** DOCUMENT SECTION **
THEATRE / Begging not to differ: Sarah Hemming on the London transfer of The Beggar's Opera; plus the best of the Fringe

Sarah Hemming
Tuesday 13 April 1993 23:02 BST
Comments

Posters on the London Underground for the RSC's production of The Beggar's Opera (Barbican, EC2) describe it as 'The first GREAT British musical'. To anyone who knows that the director is John Caird, this offers a sizeable hint as to the production's approach. Caird worked with Trevor Nunn on the RSC's blockbuster hit, Les Miserables. In his treatment of John Gay's classic we might expect great energy, confidence and polish, sumptuous detail and a popular streak of sentimentality.

That is just what we get. Caird's production plunges us with relish into 18th-century London. Kendra Ullyart's busy warren of a set, composed of crazily tilting wooden walkways, ladders, ropes and dark holes, seethes with bodies at the snap of the beggar poet's fingers. The crowd is choreographed so that the whole set seems to creep with life. Throughout, the beggars linger in the crannies, providing entertaining 'off-stage' business on one level, serving as a reminder, on another, that solitude and space were rare commodities in the 18th-century London underworld.

There are some witty, hugely entertaining scenes: a luridly lit highway robbery is staged with great vigour and a couple of chairs; Macheath's evening with the local whores veers towards pantomime when one turns out to be played by an immense and humourless male beggar, and there's a false ending, when the poet is forced, to his chagrin, to bring Macheath back from the gallows.

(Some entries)
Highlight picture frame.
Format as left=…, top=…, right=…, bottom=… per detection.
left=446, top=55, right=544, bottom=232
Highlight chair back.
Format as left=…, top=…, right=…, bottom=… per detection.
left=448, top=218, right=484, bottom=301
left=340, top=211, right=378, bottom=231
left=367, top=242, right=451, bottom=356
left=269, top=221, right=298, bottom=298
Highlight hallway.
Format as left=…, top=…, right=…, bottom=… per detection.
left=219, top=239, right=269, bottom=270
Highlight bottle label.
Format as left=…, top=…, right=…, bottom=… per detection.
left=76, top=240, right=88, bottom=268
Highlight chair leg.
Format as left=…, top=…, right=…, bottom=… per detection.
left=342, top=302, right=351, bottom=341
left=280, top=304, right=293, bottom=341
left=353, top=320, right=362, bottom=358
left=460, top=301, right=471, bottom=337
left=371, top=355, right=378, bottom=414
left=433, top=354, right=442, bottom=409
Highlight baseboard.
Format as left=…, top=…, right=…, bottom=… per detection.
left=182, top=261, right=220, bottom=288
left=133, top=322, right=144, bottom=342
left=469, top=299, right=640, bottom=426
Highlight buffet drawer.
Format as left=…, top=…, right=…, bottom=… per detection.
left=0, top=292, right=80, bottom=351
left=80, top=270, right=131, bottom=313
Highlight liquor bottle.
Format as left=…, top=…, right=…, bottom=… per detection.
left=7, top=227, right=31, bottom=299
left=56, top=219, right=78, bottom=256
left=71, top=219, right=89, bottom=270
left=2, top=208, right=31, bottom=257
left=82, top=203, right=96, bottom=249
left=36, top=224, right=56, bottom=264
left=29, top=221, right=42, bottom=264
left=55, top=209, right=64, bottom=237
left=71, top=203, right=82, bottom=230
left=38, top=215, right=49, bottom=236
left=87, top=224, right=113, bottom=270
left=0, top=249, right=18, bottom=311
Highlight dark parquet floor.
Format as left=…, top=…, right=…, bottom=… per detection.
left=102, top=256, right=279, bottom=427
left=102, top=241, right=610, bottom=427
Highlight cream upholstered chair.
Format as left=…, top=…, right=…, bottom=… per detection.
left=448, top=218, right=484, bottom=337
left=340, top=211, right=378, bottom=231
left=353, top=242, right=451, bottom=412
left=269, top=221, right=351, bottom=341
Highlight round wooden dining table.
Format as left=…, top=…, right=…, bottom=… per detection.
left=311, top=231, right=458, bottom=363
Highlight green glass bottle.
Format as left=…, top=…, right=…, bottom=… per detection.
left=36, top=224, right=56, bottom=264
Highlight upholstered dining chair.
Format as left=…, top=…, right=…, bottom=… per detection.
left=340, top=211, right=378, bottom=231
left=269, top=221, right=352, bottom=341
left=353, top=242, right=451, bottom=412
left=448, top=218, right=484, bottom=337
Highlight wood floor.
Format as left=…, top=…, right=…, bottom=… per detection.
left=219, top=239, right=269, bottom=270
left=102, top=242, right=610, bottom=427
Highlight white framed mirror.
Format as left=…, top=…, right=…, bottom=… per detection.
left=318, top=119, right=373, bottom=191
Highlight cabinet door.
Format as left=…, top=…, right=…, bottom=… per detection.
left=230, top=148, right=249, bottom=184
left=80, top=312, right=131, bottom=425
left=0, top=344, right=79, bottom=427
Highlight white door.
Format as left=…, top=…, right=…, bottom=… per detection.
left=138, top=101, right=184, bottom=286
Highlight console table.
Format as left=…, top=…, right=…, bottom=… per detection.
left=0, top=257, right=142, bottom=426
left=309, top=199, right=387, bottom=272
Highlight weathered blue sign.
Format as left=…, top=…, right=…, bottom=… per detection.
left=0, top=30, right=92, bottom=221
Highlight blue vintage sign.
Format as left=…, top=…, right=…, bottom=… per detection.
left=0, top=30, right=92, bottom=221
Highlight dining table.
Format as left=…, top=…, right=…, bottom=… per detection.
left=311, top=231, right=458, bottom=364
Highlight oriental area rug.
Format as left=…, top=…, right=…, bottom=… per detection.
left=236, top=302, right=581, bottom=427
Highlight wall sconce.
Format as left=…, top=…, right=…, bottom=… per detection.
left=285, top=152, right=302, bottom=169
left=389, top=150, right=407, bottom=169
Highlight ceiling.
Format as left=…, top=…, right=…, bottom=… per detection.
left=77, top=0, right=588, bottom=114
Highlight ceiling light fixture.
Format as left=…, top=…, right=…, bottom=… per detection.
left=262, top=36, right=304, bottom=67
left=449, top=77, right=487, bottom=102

** TASKS **
1 > In the theatre review, who designed the set for the production of The Beggar's Opera?
2 > Reproduce the passage of the theatre review starting with "THEATRE / Begging" and going on through "streak of sentimentality.".

** TASK SOLUTIONS **
1 > Kendra Ullyart

2 >
THEATRE / Begging not to differ: Sarah Hemming on the London transfer of The Beggar's Opera; plus the best of the Fringe

Sarah Hemming
Tuesday 13 April 1993 23:02 BST
Comments

Posters on the London Underground for the RSC's production of The Beggar's Opera (Barbican, EC2) describe it as 'The first GREAT British musical'. To anyone who knows that the director is John Caird, this offers a sizeable hint as to the production's approach. Caird worked with Trevor Nunn on the RSC's blockbuster hit, Les Miserables. In his treatment of John Gay's classic we might expect great energy, confidence and polish, sumptuous detail and a popular streak of sentimentality.